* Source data
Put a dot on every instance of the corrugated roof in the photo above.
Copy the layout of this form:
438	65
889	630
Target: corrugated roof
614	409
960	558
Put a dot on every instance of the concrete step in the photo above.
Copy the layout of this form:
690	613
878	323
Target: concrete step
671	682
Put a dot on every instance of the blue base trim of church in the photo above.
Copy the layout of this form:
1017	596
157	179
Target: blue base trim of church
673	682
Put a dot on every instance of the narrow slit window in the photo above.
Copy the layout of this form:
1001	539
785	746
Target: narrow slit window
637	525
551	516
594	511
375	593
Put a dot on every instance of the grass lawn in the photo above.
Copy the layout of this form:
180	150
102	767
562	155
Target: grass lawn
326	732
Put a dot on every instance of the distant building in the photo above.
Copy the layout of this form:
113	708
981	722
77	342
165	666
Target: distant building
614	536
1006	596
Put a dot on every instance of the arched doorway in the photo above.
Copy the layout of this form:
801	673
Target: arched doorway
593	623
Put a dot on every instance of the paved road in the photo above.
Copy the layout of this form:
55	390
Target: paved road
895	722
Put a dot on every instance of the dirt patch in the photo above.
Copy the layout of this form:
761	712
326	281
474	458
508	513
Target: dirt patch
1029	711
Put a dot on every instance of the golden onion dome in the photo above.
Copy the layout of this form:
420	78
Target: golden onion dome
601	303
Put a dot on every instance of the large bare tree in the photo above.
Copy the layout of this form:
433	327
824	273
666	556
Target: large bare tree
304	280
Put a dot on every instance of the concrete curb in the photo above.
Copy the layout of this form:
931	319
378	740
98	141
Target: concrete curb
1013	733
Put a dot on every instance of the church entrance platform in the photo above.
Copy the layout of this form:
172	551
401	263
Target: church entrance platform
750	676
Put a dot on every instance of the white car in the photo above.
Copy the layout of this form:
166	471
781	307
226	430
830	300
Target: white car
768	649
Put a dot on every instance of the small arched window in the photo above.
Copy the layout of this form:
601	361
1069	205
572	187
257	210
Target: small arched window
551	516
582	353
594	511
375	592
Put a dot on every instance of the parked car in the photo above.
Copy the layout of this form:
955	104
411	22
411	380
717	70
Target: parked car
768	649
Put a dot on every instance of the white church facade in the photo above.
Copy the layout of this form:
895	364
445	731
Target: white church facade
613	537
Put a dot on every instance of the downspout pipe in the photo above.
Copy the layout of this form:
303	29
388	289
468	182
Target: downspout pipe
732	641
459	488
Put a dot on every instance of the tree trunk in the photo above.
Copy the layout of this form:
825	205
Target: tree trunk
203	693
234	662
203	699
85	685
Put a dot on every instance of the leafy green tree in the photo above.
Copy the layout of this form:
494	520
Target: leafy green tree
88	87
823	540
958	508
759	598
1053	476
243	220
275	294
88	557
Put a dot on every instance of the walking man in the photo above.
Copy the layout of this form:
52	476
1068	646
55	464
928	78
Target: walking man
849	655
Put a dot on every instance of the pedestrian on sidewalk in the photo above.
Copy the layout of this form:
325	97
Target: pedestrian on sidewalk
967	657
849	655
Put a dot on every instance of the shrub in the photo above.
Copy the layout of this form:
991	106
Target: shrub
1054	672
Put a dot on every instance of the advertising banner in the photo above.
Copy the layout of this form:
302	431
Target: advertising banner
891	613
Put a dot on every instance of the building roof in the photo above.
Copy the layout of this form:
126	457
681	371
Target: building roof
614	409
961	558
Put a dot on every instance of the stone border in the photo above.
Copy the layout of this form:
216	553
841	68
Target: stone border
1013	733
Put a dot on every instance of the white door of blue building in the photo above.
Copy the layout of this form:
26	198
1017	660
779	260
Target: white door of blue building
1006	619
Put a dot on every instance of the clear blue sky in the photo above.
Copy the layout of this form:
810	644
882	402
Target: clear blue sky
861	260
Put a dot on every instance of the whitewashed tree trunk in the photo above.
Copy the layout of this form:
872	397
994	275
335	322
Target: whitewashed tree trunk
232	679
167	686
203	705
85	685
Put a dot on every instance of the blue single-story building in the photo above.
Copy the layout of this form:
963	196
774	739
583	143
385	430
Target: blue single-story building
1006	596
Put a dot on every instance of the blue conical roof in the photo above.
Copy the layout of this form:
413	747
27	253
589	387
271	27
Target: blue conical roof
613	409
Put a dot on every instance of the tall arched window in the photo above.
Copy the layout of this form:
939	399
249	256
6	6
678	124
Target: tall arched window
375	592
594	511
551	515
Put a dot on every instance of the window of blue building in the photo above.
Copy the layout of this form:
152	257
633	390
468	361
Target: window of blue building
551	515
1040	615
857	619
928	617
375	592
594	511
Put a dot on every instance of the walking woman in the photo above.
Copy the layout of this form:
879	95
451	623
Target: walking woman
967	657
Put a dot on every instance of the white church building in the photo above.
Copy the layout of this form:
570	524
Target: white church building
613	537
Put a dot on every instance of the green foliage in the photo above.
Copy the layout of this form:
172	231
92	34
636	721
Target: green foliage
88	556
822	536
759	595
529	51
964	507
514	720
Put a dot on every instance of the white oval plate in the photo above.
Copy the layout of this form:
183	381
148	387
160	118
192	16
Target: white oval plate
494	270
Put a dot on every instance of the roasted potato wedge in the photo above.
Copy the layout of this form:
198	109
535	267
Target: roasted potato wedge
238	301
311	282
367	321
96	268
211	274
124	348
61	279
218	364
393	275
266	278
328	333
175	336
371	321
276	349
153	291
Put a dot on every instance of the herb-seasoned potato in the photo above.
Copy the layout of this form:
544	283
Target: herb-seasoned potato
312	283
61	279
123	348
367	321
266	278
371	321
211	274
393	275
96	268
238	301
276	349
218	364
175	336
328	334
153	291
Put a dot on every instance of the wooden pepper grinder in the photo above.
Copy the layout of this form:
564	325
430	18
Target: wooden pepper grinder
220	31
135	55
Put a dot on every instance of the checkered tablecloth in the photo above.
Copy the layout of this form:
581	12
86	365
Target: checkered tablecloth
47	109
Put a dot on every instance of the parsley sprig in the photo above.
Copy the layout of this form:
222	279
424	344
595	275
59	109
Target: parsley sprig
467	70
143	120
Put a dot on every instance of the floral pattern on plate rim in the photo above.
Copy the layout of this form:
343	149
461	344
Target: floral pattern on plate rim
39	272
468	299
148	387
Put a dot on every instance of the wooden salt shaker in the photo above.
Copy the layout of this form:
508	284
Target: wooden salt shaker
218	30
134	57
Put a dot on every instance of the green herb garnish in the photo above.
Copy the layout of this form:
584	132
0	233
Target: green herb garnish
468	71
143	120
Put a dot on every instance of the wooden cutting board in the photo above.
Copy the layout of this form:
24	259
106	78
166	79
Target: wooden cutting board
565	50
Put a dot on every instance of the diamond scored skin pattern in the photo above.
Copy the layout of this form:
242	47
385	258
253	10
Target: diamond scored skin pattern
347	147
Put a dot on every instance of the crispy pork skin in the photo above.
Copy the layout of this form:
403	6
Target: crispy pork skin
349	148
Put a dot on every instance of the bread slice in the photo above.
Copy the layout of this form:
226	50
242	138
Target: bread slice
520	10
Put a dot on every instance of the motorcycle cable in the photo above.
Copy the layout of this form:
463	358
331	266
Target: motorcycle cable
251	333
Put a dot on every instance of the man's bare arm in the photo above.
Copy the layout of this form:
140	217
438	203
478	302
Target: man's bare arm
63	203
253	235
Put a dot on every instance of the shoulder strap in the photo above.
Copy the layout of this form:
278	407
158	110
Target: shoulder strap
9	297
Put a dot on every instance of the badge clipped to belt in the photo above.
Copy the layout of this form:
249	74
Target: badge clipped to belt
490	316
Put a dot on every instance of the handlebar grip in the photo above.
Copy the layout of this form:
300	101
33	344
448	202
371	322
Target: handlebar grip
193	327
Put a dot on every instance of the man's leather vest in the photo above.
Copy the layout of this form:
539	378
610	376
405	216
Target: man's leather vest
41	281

* Task description
Print every line of the entries above again, unchanged.

* Final result
Put a dot on every instance of the corrugated roof in the photo above.
Copy the layout of this form:
438	65
889	630
Target: corrugated roof
614	409
960	558
Put a dot on every instance of the concrete step in the photo above.
Copy the layout of this form:
690	613
878	323
Target: concrete step
671	682
Put a dot on every instance of the blue base trim of church in the photo above.
Copy the layout of this form:
1017	596
157	179
Target: blue base trim of church
673	682
Put a dot on every instance of the narrow slit window in the photo above.
Copy the layout of this form:
1001	539
785	746
Target: narrow slit window
637	525
551	516
594	511
375	593
Put a dot on every instance of the grass lawn in the photo above.
Copy the layout of this form:
180	150
102	767
562	155
Target: grass lawn
326	732
Put a dot on every instance of the distant building in the photo above.
Copy the layout of this form:
113	708
981	722
77	342
165	666
Target: distant building
614	536
1006	596
Put a dot on every instance of the arched doorway in the photo above.
Copy the layout of this form:
801	673
Target: arched doorway
593	623
Put a dot on every instance of the paved road in the photo above.
Copy the layout of this form:
55	390
Target: paved road
895	722
Put a dot on every instance of the dirt patch in the photo above.
Copy the layout of this form:
761	712
326	281
474	458
508	513
Target: dirt patch
1029	711
Put a dot on every instance of the golden onion dome in the photo above.
Copy the layout of this form:
420	78
Target: golden onion dome
601	303
Put a dot on every instance of the large bare tree in the photo above.
Copy the layout of this form:
433	327
824	273
666	556
Target: large bare tree
304	280
Put a dot on every instance of the concrete curb in the photo above.
Copy the layout of this form:
931	319
378	740
98	141
Target: concrete curb
1013	733
Put a dot on every instance of the church entrance platform in the photo above.
Copy the layout of this form:
172	551
401	263
Target: church entrance platform
750	676
Put a dot on every instance of the white car in the photo above.
Copy the layout of this form:
166	471
781	307
226	430
830	300
Target: white car
768	649
Put a dot on every instance of the small arched window in the photo above.
Copy the layout of this form:
601	361
1069	205
572	187
257	210
Target: small arched window
551	516
582	353
594	511
375	592
Put a dot on every instance of the parked car in the photo above.
Copy the layout of this form:
955	104
411	22
411	380
717	70
Target: parked car
768	649
Put a dot on every instance of the white church facade in the photo above.
Copy the layout of this form:
895	364
445	731
Target: white church facade
613	537
Put a dot on every instance of the downspout pipe in the photo above.
Copy the layout of this form:
303	29
388	289
468	182
Target: downspout pipe
732	641
459	488
Put a dot on every instance of the tree trunk in the photo above.
Copy the layout of this form:
825	205
Target: tree trunk
203	693
234	662
203	699
85	685
Put a dot on every instance of the leafy green tree in the photo above.
Copy the layout of this form:
494	520
Target: leafy green tree
88	87
823	540
958	508
759	598
1053	476
243	220
275	294
88	557
Put a dot on every instance of the walking man in the photo above.
Copy the layout of this form:
52	476
1068	646
55	464
928	78
Target: walking man
849	655
Put a dot on every instance of the pedestrian on sidewalk in the photo above.
Copy the layout of this form:
325	97
Target: pedestrian on sidewalk
967	657
849	655
Put a dot on every instance of the shrub in the photo above.
Copy the layout of this form:
991	106
Target: shrub
1054	672
Put a dot on every instance of the advertising banner in the photo above.
Copy the layout of this form:
302	431
Target: advertising banner
891	613
Put a dot on every instance of the building roof in the photo above.
Copy the layout of this form:
126	457
681	371
Target: building roof
614	409
961	558
Put a dot on every instance of the stone border in the photo above.
Copy the layout of this form:
216	553
841	68
Target: stone border
1013	733
Put a dot on every instance of the white door of blue building in the photo above.
Copy the layout of this form:
26	198
1017	660
779	260
Target: white door of blue building
1006	619
Put a dot on every instance of the clear blue sky in the photo above.
Copy the layout of this form:
810	644
882	402
Target: clear blue sky
861	260
Put a dot on every instance of the whitewashed tree trunk in the photo above.
Copy the layout of this form:
872	397
994	275
335	322
Target: whitewashed tree trunk
232	679
167	686
203	705
85	685
Put a dot on every instance of the blue single-story building in the photo above.
Copy the layout of this form:
963	196
774	739
583	143
385	430
Target: blue single-story building
1006	596
Put a dot on every instance of the blue conical roof in the photo above.
Copy the layout of this form:
413	747
27	253
589	387
271	27
Target: blue conical roof
613	409
Put a dot on every instance of the tall arched window in the photo above.
Copy the layout of this form:
939	399
249	256
6	6
678	124
Target: tall arched window
375	592
594	511
551	515
Put a dot on every instance of the window of blue building in the photo above.
Copy the layout of this form:
152	257
633	390
468	361
Target: window of blue building
551	515
1040	615
857	619
928	617
375	592
594	511
Put a dot on every instance of the walking woman in the photo above.
Copy the layout of this form:
879	95
451	623
Target: walking woman
967	657
Put a dot on every instance of the white church building in the photo above.
Copy the layout of this form:
570	524
Target: white church building
613	537
Put a dot on every instance of the green foliage in the photo above.
Copy the layout of this form:
172	231
92	34
636	721
Target: green foliage
88	556
822	536
759	595
529	51
964	507
514	720
Put a dot on every instance of the white oval plate in the photo above.
Copy the layout of this form:
183	381
148	387
160	118
192	16
Target: white oval plate
494	270
Put a dot on every instance of the roasted potato wedge in the photo above.
Copy the layout of this form:
198	109
535	267
Target: roasted potato wedge
238	301
311	282
367	321
96	268
211	274
124	348
61	279
218	364
393	275
266	278
328	333
175	336
371	321
276	349
153	291
Put a dot on every instance of the herb-seasoned potato in the photo above.
Copy the layout of this form:
544	283
Target: herb-seasoned potato
312	283
61	279
123	348
367	321
266	278
371	321
211	274
393	275
96	268
238	301
276	349
218	364
175	336
328	334
153	291
Put a dot on every instance of the wooden pepper grinder in the photo above.
Copy the layout of this form:
564	325
430	18
Target: wooden pepper grinder
220	31
135	55
Put a dot on every instance of the checkered tablecloth in the photo above.
Copy the layout of this form:
581	12
86	365
Target: checkered tablecloth
47	109
Put a dot on every instance of the parsley sprig in the photo above.
Copy the layout of this form:
222	279
424	344
595	275
59	109
Target: parsley sprig
467	70
143	120
Put a dot on every instance of the floral pattern on plate rim in the photo above.
Copy the layout of this form:
343	149
461	344
Target: floral pattern on plate rim
39	272
468	299
148	387
Put a dot on every instance of the wooden salt shaker in the photo above.
Copy the layout of this form:
508	284
Target: wooden salt shaker
218	30
134	57
Put a dot on every instance of the green herb garnish in the photo above.
Copy the layout of this form:
584	132
0	233
Target: green herb garnish
468	71
143	120
Put a dot on every instance of the wooden cutting board in the photo above.
Copy the layout of this form:
24	259
106	78
166	79
Target: wooden cutting board
565	50
Put a dot on every instance of the diamond scored skin pattern in the photo above.
Copy the layout of this form:
242	47
385	258
253	10
Target: diamond scored skin pattern
347	147
Put a dot on every instance of the crispy pork skin in the photo above.
Copy the layout of this form:
403	6
Target: crispy pork skin
349	148
Put a dot on every instance of the bread slice in the photo above.
Copy the layout of this form:
226	50
242	138
Target: bread slice
520	10
Put a dot on every instance of the motorcycle cable in the photo above.
Copy the layout of this form:
463	358
331	266
Target: motorcycle cable
251	333
Put a dot on every instance of the man's bare arm in the photo above.
Copy the layout of this form:
140	217
438	203
478	302
Target: man's bare arm
63	203
253	235
Put a dot on every instance of the shoulder strap in the photo above.
Copy the layout of this form:
278	407
158	110
Target: shoulder strap
9	297
Put a dot on every instance of the badge clipped to belt in the photo above.
Copy the layout of this form:
249	74
Target: badge clipped to belt
490	316
Put a dot on every instance of the handlebar grip in the photo above.
Copy the layout of this form:
300	101
33	344
448	202
371	322
Target: handlebar grip
193	327
Put a dot on every instance of the man's leather vest in the photo above.
Copy the layout of this form:
539	378
610	376
405	216
Target: man's leather vest
41	281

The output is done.